SUPPLIED MATERIAL |
+ + + +
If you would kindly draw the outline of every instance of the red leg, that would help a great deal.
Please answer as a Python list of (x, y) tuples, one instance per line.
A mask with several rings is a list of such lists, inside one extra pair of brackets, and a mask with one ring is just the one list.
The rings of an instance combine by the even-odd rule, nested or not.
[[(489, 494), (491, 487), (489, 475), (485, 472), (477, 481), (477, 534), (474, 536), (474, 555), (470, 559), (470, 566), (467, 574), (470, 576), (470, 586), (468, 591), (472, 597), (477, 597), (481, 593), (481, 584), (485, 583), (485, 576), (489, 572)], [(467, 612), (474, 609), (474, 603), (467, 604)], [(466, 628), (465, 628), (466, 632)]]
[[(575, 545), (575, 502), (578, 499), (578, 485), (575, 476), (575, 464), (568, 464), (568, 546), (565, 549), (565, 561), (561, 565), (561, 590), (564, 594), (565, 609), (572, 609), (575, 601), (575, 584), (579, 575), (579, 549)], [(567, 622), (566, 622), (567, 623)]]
+ + + +
AIM |
Reproduce the items from their first line through the line containing "The rings of", replacing every "rings" with "loops" and leaving everything else unchanged.

TASK ANSWER |
If you would kindly draw the outline of every instance of the red leg, that would help a great deal.
Please answer as a Python list of (x, y) tuples, one instance per line.
A mask with several loops is a list of such lists, inside one extra pair of brackets, and a mask with one ring is just the one list.
The loops of an instance combine by the even-odd rule, nested or not.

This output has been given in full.